• YOUR INSTRUCTIONS:
Between the line containing "Target: car roof" and the line containing "Task: put a point on every instance of the car hood" lies a run of lines; give that run again exactly, with both of those lines, and nothing else from the entries below.

Stored data entries
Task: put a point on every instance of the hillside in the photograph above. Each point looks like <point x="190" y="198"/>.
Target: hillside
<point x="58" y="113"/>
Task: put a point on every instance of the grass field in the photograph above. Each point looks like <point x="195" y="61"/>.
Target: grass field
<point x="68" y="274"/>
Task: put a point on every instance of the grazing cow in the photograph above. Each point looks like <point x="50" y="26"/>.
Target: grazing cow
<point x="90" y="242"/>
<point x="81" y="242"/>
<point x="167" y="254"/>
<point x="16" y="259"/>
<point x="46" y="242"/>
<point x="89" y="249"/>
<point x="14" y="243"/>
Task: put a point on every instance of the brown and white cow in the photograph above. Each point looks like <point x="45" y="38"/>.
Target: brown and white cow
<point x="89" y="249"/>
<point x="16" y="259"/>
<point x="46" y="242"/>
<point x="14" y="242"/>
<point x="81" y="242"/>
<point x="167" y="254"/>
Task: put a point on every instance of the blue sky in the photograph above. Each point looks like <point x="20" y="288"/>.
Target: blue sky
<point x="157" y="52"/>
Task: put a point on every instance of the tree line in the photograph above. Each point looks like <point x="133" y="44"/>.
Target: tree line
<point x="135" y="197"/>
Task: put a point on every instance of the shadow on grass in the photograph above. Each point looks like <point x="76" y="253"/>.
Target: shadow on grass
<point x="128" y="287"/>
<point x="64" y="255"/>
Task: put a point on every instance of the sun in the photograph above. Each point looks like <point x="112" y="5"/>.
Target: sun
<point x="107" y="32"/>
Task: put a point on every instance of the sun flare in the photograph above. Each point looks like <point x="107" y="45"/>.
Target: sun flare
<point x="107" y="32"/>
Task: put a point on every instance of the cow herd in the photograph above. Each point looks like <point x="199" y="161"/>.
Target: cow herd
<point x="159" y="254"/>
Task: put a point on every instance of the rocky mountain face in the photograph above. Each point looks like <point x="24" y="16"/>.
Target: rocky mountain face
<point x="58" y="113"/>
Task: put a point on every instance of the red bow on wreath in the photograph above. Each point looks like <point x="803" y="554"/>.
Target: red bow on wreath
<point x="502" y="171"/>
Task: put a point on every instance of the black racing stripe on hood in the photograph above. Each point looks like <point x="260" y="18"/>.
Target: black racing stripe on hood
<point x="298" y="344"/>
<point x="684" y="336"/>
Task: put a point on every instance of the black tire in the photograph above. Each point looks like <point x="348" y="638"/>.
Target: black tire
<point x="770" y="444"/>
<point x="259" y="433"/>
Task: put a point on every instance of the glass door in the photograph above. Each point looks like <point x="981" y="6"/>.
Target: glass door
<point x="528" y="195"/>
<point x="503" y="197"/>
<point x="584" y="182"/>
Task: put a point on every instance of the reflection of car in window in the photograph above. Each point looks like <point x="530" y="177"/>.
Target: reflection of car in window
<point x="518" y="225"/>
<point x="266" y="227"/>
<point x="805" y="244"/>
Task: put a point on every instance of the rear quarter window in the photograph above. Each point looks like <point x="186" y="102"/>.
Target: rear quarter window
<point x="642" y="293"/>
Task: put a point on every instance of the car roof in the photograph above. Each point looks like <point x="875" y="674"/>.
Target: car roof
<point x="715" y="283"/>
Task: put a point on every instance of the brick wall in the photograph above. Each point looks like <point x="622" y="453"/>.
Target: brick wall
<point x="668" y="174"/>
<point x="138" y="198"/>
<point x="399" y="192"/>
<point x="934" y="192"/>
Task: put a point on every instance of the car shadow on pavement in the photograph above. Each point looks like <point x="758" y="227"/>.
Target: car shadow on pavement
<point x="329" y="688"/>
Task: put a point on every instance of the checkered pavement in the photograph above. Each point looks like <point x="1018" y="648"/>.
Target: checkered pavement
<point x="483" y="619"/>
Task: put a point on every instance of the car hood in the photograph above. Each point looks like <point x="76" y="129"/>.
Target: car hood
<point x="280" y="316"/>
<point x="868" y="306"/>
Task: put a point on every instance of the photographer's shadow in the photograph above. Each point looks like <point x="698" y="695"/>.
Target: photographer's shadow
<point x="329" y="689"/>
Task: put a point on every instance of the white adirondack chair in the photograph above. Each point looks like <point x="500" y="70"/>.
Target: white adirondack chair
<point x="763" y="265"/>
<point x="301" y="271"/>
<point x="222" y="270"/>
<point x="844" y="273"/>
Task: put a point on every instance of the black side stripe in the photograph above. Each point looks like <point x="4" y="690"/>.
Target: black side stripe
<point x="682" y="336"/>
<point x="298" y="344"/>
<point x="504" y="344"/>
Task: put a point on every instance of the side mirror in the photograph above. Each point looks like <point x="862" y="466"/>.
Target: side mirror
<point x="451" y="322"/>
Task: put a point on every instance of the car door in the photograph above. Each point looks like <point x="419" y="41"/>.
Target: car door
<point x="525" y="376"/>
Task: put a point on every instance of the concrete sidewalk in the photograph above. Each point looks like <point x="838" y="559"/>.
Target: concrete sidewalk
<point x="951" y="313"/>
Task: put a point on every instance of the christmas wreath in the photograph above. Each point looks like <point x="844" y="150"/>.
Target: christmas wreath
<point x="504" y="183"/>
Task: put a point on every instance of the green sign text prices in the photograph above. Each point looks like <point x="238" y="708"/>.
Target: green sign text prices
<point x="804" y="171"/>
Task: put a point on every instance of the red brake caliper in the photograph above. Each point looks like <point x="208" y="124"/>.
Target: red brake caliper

• EXERCISE RESULT:
Target: car roof
<point x="715" y="283"/>
Task: put a point on every instance of the brick wall in the photograph above. Each point looks like <point x="622" y="453"/>.
Target: brick wall
<point x="668" y="174"/>
<point x="138" y="198"/>
<point x="399" y="192"/>
<point x="934" y="192"/>
Task: put a point on every instance of the car shadow on pavement in the photograph above. Each point looks like <point x="758" y="227"/>.
Target: car shadow on pavement
<point x="329" y="688"/>
Task: put a point on every instance of the checkered pavement in the photograph above. Each point looks like <point x="1018" y="648"/>.
Target: checkered pavement
<point x="483" y="619"/>
Task: put a point on every instance of the car hood in the photograph above. Each point looks like <point x="76" y="129"/>.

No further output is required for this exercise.